TASKS AND EXERCISES:
[1] Answer these questions using the blog post about the outdoor water job below:
(a) What kind of bird came in for a landing that paralleled the runway?
(b) What did the writer check while saying hello to the cabinet spider?
(c) What does the writer do with valves that are impossible to turn alone?
[2] Carry on the blog post about the outdoor water job below, starting right after its final sentence.

READING PASSAGE:
** begin **
March 17th, 2008 by cowgirljules

There are days when having this job that leaves me free to work outside, on my own schedule, is the most fabulous thing in the world.

And there are days when I wonder what in the hell I was thinking, to take a physical job fifteen years after my last one ended.

I think today has been both of them.

When it’s good, it’s really really good. I’ve been spending a lot of time outside in the last couple of weeks, developing a nice farmer’s tan, getting my old cowboy hat good and broke in for the year, and watching spring hit the valley. Today, I stopped at the well just to appreciate the smells. The boys had mowed the land around it last week, and it still smelled like fresh hay. I could catch a whiff of the dairy nearby, and not the chicken farm upwind. Flowers were blooming and a Great Blue Heron came in for a landing that paralleled the runway and looked like a small plane coming in. I said hello to my cabinet spider when I checked the chlorine. She doesn’t bother me and I don’t bother her, although the wasps will be a different story next month.

 

Hydrant flushing
  

I spent the rest of the day running between a construction site (always a favorite), picking up samples and talking to tenants, and working by myself on valves and hydrants outside. It’s a wet job, blowing hydrants, but really satisfying when the water goes from dirty to clean in a minute or two. Sometimes the valves themselves are easy to turn; sometimes hard. Sometimes impossible, for me by myself, and I mark those to come back to with either my lovely assistant or a hydraulic assist. I like working as a team with the guys, but I also like doing it myself, at my own pace, as the last couple of weeks have been. I can think more about which way the water’s going and how best to get those pipes clean, and sometimes the phyisical work frees my mind to wander where it will.
** end **
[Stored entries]
** begin **
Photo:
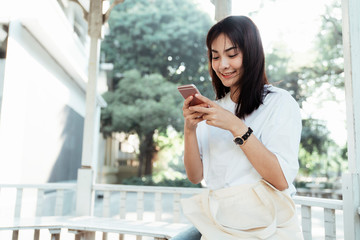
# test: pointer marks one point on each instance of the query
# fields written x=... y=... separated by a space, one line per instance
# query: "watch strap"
x=243 y=137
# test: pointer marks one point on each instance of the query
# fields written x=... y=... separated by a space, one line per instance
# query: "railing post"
x=351 y=185
x=84 y=193
x=351 y=203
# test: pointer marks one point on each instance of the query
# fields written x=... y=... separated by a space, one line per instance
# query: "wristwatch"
x=242 y=140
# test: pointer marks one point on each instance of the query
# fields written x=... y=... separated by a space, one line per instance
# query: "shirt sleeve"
x=282 y=133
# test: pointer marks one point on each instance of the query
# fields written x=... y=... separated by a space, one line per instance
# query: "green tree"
x=160 y=36
x=318 y=153
x=142 y=104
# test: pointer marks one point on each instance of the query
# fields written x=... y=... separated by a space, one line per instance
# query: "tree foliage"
x=164 y=40
x=319 y=154
x=142 y=104
x=160 y=36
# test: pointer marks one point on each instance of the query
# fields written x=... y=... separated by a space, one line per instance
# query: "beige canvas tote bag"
x=254 y=211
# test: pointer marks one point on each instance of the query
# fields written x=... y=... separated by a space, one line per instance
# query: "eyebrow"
x=226 y=50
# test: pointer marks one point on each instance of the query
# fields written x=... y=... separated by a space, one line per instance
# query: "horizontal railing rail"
x=125 y=195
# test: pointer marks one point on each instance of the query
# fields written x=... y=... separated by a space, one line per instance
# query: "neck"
x=234 y=95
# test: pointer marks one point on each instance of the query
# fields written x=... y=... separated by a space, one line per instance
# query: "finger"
x=187 y=102
x=204 y=110
x=205 y=100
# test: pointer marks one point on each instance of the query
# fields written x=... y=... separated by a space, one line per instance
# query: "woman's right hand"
x=191 y=117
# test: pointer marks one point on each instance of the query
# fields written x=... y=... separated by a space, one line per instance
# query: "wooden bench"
x=85 y=227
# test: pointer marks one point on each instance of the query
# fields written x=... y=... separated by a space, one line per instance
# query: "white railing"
x=157 y=204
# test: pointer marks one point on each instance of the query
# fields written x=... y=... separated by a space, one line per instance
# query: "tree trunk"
x=147 y=151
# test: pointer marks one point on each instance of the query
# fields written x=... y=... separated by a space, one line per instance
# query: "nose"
x=224 y=63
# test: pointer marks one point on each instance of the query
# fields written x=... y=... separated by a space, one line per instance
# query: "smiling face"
x=227 y=61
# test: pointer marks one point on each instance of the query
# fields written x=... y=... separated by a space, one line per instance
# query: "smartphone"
x=190 y=90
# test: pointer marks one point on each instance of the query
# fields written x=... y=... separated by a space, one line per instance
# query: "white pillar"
x=351 y=184
x=84 y=198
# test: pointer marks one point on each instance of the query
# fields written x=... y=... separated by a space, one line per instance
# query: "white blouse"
x=276 y=123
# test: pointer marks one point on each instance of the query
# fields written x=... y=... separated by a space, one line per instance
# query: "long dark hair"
x=244 y=34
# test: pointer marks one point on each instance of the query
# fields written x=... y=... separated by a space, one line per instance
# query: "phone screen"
x=190 y=90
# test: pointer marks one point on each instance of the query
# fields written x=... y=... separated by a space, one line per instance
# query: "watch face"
x=239 y=141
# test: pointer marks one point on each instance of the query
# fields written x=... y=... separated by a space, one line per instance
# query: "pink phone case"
x=189 y=90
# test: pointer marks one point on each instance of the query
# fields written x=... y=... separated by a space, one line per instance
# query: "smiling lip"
x=228 y=75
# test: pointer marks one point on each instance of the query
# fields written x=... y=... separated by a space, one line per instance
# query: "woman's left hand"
x=217 y=116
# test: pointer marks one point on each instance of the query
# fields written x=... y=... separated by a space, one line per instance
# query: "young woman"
x=252 y=131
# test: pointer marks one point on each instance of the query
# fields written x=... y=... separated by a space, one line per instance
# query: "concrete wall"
x=42 y=116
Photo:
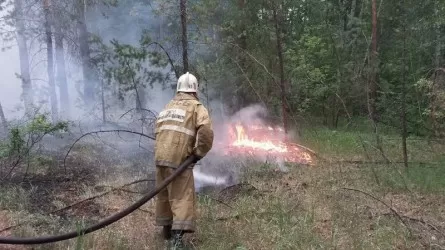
** end **
PER-TASK OUTPUTS:
[1]
(a) A Great Blue Heron.
(b) The chlorine.
(c) The writer marks them to come back to with either the lovely assistant or a hydraulic assist.

[2]
 

 Valves
 

But I get to working on these things and find that I can’t straighten my back easily. By the end of the week, I’m sort of a ball of hurt. I’m hoping I’ll condition myself out of that, and predict great big Ahnold arms by the time I’ve turned all of the valves. I’m not even on valve two hundred yet, and I have at least three hundred more to go. My noodley arms aren’t taking it very well, and I come home so tired. By the end of the week, I’d better have something easy prepared for dinner, because it’s all I can do to heat the kids up a frozen pizza, after those long days and then sitting through baseball practice for a couple of hours. At least that forces me to have a little downtime; if we were at home, my mind would be rolling with things that needed to be done at home, making me either more tired or just guilty.

I took the weekend off from the constant motion. I was on-call, and the kids had things to do, so I had to pass on Junior’s shoot, which I otherwise would have liked to go to. Not that I’d have chosen housework, but I sure am relieved that a big chunk of it is done. I can kind of veg in the evenings during the week, when I need it most. Well, that and I got to sneak in a nap. My poor body needed it.

It’s fun work, but somebody has to do it.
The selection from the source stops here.